Exercise tasks -
[1] In the excerpt about Anglin's car in the ditch, what did the two deputies notice about Anglin's condition?
[2] Pick up the account of Anglin's car in the ditch and his arrest after its final sentence, and carry it forward.

Excerpt -
Blagden pointed out that Anglin had nearly hit a road sign; Anglin was not
even aware a sign was there until Blagden pointed it out to him. Blagden
wondered why Anglin wanted the car towed because the car was undamaged
and could have been driven once it had been taken out of the ditch. Blagden
turned his truck around to hitch and tow the car. As he did so, Anglin
walked away, stopping about 50 yards down the road. At that point, Blagden
called the Sheriff's Department because he was suspicious about Anglin's
behavior.
[¶4] Blagden started to tow the car, but before it was out of the
ditch, Anglin had walked back to the truck and asked Blagden to drive him,
but not the car, to Richmond. Blagden refused. Anglin then said that he
thought the road wasn't sanded properly and told Blagden that this was not
the first time he had left the road on this curve. Anglin felt that the road
was quite poorly maintained. All of these statements surprised Blagden.
The road was perfectly clear, with no snow or ice; Blagden could see no
reason why anyone would feel the road needed sand. Both Blagden and the
two deputy sheriffs who later arrived on the scene testified that the roads
were not slippery and did not pose any difficulty for travel. Despite Anglin's
statement about prior accidents on this curve, Blagden believed that Anglin
was not sure where he was.
[¶5] Approximately five minutes after Blagden's call, Deputies Brian
Collamore and Dan Sceviour of the Lincoln County Sheriff's Department
arrived. Collamore interviewed Anglin and noticed that Anglin had difficulty
getting his license out of his wallet, that his eyes were glassy and bloodshot,
and that Anglin had alcohol on his breath. Sceviour noticed that Anglin's
speech was slurred and that his eyes were bloodshot. Anglin admitted that
he was operating the car that night and that he had two drinks with his
dinner approximately two hours earlier. Collamore had Anglin perform a
number of field sobriety tests, concluded that Anglin was operating under
the influence, and arrested him. Once Anglin reached the station, Sceviour
administered a breath test. This test, given after midnight, indicated that
Anglin had a blood alcohol level of 0.16.

Available data -
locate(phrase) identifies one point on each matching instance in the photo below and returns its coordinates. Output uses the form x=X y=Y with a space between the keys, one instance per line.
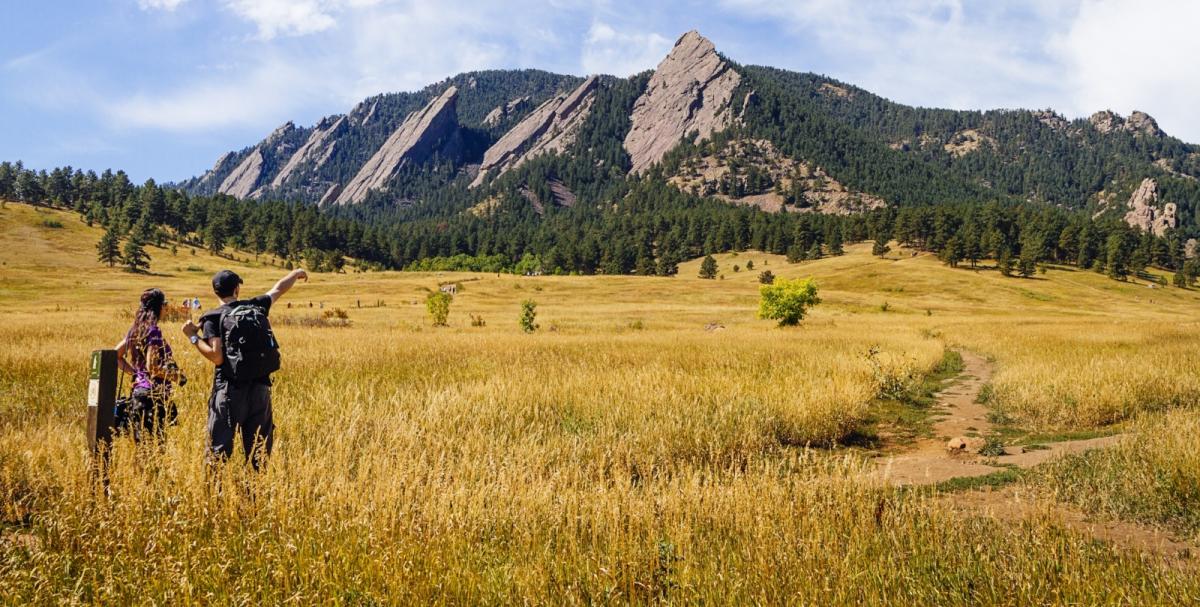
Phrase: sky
x=162 y=88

Task responses -
[1]
- Difficulty getting his license out of his wallet
- Glassy eyes
- Bloodshot eyes
- Alcohol on his breath
- Slurred speech

[2]
[¶6] Anglin was charged by complaint in the District Court with a
violation of 29-A M.R.S.A. § 2411. The case was transferred to the Superior
Court for a jury trial, but, once in that court, Anglin waived that right. Prior
to trial, Anglin filed a motion in limine, arguing that certain statements he
made to the police should not be admitted at trial. The motion was
continued until trial. At trial, Anglin objected to the admission of his
statement that he had had a couple of drinks before the police arrived at the
accident. The court overruled the objection. Shortly thereafter, the State
introduced testimony to the effect that Anglin had invoked his right to
silence after Collamore had given him the Miranda warning. At the
conclusion of the evidence, Anglin renewed his objection to the admission of
this evidence and requested that the testimony be stricken or that the court
declare a mistrial. The court denied Anglin's motions and, following closing
argument by counsel, found Anglin guilty.{2} Although the court concluded
that the State had failed to prove that Anglin had been under the influence
of intoxicants because it failed to show Anglin was impaired when he drove,
the court concluded that the State had proved that Anglin had operated a
vehicle "while having a blood alcohol of 0.08 percent or more." Anglin
appeals from the judgment.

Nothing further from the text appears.